**** INPUT DATA ****

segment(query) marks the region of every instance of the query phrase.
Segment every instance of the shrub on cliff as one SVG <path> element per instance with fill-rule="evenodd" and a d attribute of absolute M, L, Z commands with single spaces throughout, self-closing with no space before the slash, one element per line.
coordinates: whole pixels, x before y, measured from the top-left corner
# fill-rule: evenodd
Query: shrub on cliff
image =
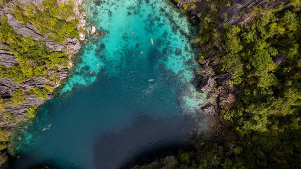
<path fill-rule="evenodd" d="M 66 36 L 79 38 L 76 30 L 79 23 L 75 19 L 73 4 L 69 4 L 57 5 L 55 1 L 45 0 L 39 9 L 30 3 L 24 7 L 17 4 L 11 13 L 23 24 L 30 23 L 43 36 L 62 43 Z"/>

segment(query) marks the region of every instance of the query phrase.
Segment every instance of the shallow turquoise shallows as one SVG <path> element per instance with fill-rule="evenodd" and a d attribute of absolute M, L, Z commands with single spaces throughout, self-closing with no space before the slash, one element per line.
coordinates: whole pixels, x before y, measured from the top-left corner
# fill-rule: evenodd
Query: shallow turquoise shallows
<path fill-rule="evenodd" d="M 84 2 L 103 37 L 87 36 L 60 94 L 22 128 L 14 168 L 122 168 L 182 145 L 205 99 L 191 83 L 196 29 L 169 3 Z"/>

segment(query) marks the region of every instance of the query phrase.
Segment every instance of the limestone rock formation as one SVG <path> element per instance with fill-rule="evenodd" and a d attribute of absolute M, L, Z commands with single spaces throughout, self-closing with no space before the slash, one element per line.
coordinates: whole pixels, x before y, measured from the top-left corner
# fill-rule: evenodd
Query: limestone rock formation
<path fill-rule="evenodd" d="M 42 4 L 43 1 L 43 0 L 20 0 L 18 2 L 20 4 L 26 4 L 30 3 L 38 6 Z M 62 44 L 56 44 L 54 40 L 49 39 L 39 33 L 37 28 L 32 24 L 27 23 L 25 25 L 22 25 L 13 15 L 9 14 L 9 12 L 10 11 L 13 11 L 13 7 L 16 2 L 16 1 L 13 1 L 6 6 L 0 8 L 0 15 L 7 17 L 8 23 L 13 27 L 17 34 L 21 35 L 24 37 L 32 38 L 35 40 L 41 40 L 45 43 L 47 47 L 54 51 L 61 51 L 65 54 L 70 54 L 70 56 L 78 52 L 81 48 L 81 44 L 79 41 L 75 38 L 71 39 L 69 37 L 65 37 L 67 40 L 66 42 Z M 68 1 L 66 2 L 62 2 L 62 3 L 67 2 Z M 81 23 L 82 25 L 80 27 L 84 26 L 86 22 L 83 20 L 83 16 L 82 15 L 85 15 L 85 13 L 80 13 L 80 9 L 78 7 L 82 3 L 82 1 L 77 0 L 75 1 L 75 3 L 76 7 L 74 9 L 73 12 L 75 14 L 75 18 L 79 20 L 80 23 Z M 79 29 L 81 28 L 80 27 Z M 4 47 L 5 46 L 5 47 Z M 6 68 L 10 68 L 19 64 L 13 54 L 9 51 L 9 46 L 0 43 L 0 49 L 1 49 L 0 50 L 0 65 L 4 66 Z M 48 73 L 50 75 L 56 74 L 59 79 L 63 80 L 67 77 L 68 70 L 68 68 L 62 67 L 56 72 L 49 71 Z M 29 91 L 33 87 L 44 88 L 46 83 L 43 77 L 39 78 L 27 79 L 25 82 L 20 84 L 14 82 L 13 79 L 10 78 L 0 78 L 0 97 L 2 98 L 9 100 L 14 91 L 18 89 L 22 89 L 25 91 Z M 51 83 L 52 82 L 50 83 L 49 82 L 48 84 L 52 88 L 55 88 L 58 87 L 58 84 Z M 48 92 L 48 97 L 45 100 L 37 98 L 34 96 L 30 96 L 26 99 L 25 103 L 20 106 L 8 106 L 5 108 L 4 111 L 13 114 L 14 119 L 16 120 L 26 116 L 27 110 L 29 107 L 33 105 L 41 105 L 52 97 L 52 93 L 50 92 Z M 15 123 L 5 124 L 0 121 L 0 126 L 7 128 L 9 131 L 13 128 L 15 124 Z"/>
<path fill-rule="evenodd" d="M 195 0 L 181 0 L 178 3 L 178 6 L 182 7 L 183 5 L 191 4 L 196 2 Z M 231 6 L 224 7 L 216 14 L 215 19 L 218 18 L 224 19 L 224 14 L 226 14 L 228 17 L 226 21 L 224 21 L 218 26 L 218 29 L 223 27 L 224 24 L 239 25 L 244 24 L 245 23 L 252 20 L 252 16 L 249 15 L 249 12 L 246 10 L 249 9 L 252 7 L 263 6 L 267 9 L 276 9 L 282 6 L 284 10 L 290 6 L 289 0 L 230 0 Z M 191 14 L 196 16 L 200 12 L 205 11 L 207 8 L 207 3 L 206 0 L 201 0 L 195 3 L 197 8 L 191 11 Z"/>

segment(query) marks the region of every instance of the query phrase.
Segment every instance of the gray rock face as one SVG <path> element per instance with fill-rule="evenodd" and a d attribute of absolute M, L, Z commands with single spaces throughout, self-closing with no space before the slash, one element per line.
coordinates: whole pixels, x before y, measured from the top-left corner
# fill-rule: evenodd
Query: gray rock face
<path fill-rule="evenodd" d="M 26 4 L 31 3 L 38 6 L 41 5 L 43 0 L 20 0 L 18 3 L 20 4 Z M 26 25 L 23 25 L 12 14 L 10 14 L 10 11 L 13 11 L 13 7 L 16 1 L 12 1 L 5 7 L 0 8 L 0 15 L 6 16 L 8 18 L 8 23 L 11 25 L 14 30 L 18 34 L 21 35 L 24 37 L 31 37 L 35 40 L 41 41 L 45 43 L 46 46 L 54 51 L 61 51 L 66 54 L 76 54 L 78 52 L 81 48 L 81 44 L 79 41 L 75 38 L 71 39 L 69 37 L 66 37 L 67 41 L 62 44 L 56 44 L 55 41 L 52 39 L 48 39 L 47 37 L 42 35 L 37 31 L 37 28 L 33 25 L 30 23 L 27 23 Z M 77 0 L 76 6 L 82 3 L 81 0 Z M 74 10 L 76 12 L 76 16 L 77 19 L 82 20 L 83 17 L 79 13 L 79 8 L 77 7 L 76 10 Z M 77 15 L 77 14 L 78 14 Z M 81 21 L 82 22 L 82 21 Z M 4 43 L 0 43 L 0 49 L 5 46 Z M 9 46 L 6 45 L 6 47 L 8 49 Z M 4 48 L 5 49 L 5 48 Z M 0 50 L 0 65 L 4 65 L 6 68 L 9 68 L 14 65 L 18 65 L 16 58 L 8 50 Z M 60 70 L 57 72 L 49 72 L 51 75 L 54 73 L 58 75 L 58 78 L 60 80 L 63 80 L 67 77 L 67 74 L 69 69 L 67 68 L 60 68 Z M 56 88 L 58 87 L 57 84 L 49 84 L 52 87 Z M 45 86 L 45 81 L 42 77 L 39 78 L 30 78 L 28 79 L 22 84 L 14 82 L 13 79 L 10 78 L 0 78 L 0 97 L 2 98 L 10 99 L 12 95 L 13 94 L 15 91 L 18 89 L 23 89 L 25 91 L 29 91 L 33 87 L 44 88 Z M 51 93 L 48 93 L 48 96 L 46 100 L 43 100 L 38 98 L 34 96 L 28 97 L 24 104 L 20 106 L 8 106 L 5 109 L 5 112 L 10 112 L 14 114 L 14 119 L 18 118 L 23 117 L 27 114 L 27 110 L 29 107 L 33 105 L 40 105 L 44 103 L 47 100 L 50 99 L 53 95 Z M 0 121 L 0 126 L 7 128 L 9 131 L 11 131 L 15 125 L 15 123 L 10 124 L 4 124 L 2 121 Z"/>
<path fill-rule="evenodd" d="M 0 43 L 0 49 L 3 46 Z M 0 49 L 0 65 L 4 66 L 6 68 L 10 68 L 14 65 L 18 65 L 16 58 L 13 54 L 9 51 Z"/>
<path fill-rule="evenodd" d="M 28 0 L 30 1 L 30 0 Z M 37 28 L 32 24 L 27 23 L 23 26 L 13 15 L 9 14 L 9 11 L 13 10 L 14 4 L 11 3 L 4 8 L 0 8 L 0 15 L 6 15 L 8 17 L 8 23 L 14 29 L 16 33 L 24 37 L 31 37 L 36 41 L 41 40 L 45 43 L 47 47 L 54 51 L 61 51 L 66 54 L 76 54 L 80 48 L 80 42 L 75 38 L 71 39 L 67 37 L 67 42 L 65 44 L 57 44 L 52 39 L 48 39 L 37 31 Z"/>
<path fill-rule="evenodd" d="M 181 0 L 178 4 L 178 6 L 182 7 L 184 4 L 192 3 L 194 1 L 194 0 Z M 274 9 L 282 6 L 282 10 L 290 7 L 289 0 L 231 0 L 230 1 L 231 7 L 223 8 L 215 16 L 215 19 L 216 20 L 218 18 L 224 19 L 224 14 L 226 14 L 228 16 L 227 20 L 220 24 L 218 27 L 218 29 L 223 28 L 224 24 L 243 24 L 252 19 L 248 15 L 249 13 L 246 12 L 246 10 L 252 7 L 262 6 L 267 9 Z M 204 11 L 207 8 L 207 3 L 206 0 L 201 0 L 196 4 L 197 7 L 192 11 L 191 14 L 193 15 L 198 15 L 198 14 Z M 241 15 L 239 16 L 239 14 Z"/>
<path fill-rule="evenodd" d="M 232 72 L 229 72 L 224 74 L 215 75 L 212 77 L 203 78 L 201 80 L 200 85 L 197 87 L 197 89 L 201 93 L 210 90 L 214 87 L 216 83 L 221 85 L 230 80 L 232 76 Z"/>

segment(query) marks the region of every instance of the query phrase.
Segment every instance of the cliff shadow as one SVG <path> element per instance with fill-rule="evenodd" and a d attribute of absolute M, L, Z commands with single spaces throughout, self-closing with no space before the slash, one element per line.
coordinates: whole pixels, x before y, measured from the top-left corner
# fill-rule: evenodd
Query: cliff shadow
<path fill-rule="evenodd" d="M 189 136 L 190 117 L 181 121 L 137 115 L 129 127 L 102 133 L 93 146 L 95 168 L 123 168 L 183 145 Z"/>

****

Can you write out every line again, starting at the beginning of the entries and ending at the line that contains "103 37 L 87", including the wording above each answer, but shift every coordinate in the answer outlines by adding -103 to it and leave the pictures out?

segment(query) marks the region of every instance of the query phrase.
Segment every instance of the shrub on cliff as one SVG <path> element per instance with fill-rule="evenodd" and a d attribute of absolute M, L, Z commands with single spaces throughout, self-closing with no space before the slash, one element per line.
coordinates: whole pixels, x before y, measured from the top-left corner
# fill-rule: evenodd
Query: shrub on cliff
image =
<path fill-rule="evenodd" d="M -37 -67 L -24 -65 L -27 -73 L -24 -80 L -28 -84 L -30 -99 L -34 -99 L -46 -98 L -48 -102 L -58 -103 L -64 -94 L -73 -100 L -79 -96 L -86 -99 L -92 -90 L -80 -79 L -73 -80 L -60 -67 L -41 -60 Z"/>

segment(query) marks the region of every instance of the query phrase.
Segment every instance of the shallow turquoise shallows as one SVG <path> element per instance with fill-rule="evenodd" and a d attribute of absolute M, L, Z commands with single spaces throughout, self-closing with no space before the slash, one element per line.
coordinates: whole pixels, x before y, measured from the top-left corner
# fill-rule: evenodd
Query: shallow turquoise shallows
<path fill-rule="evenodd" d="M -19 -101 L 0 -66 L -16 -67 L -43 -9 L -81 25 L -89 65 L 19 65 L 79 42 L 102 -4 L 88 -20 L 93 -74 L 66 -100 Z"/>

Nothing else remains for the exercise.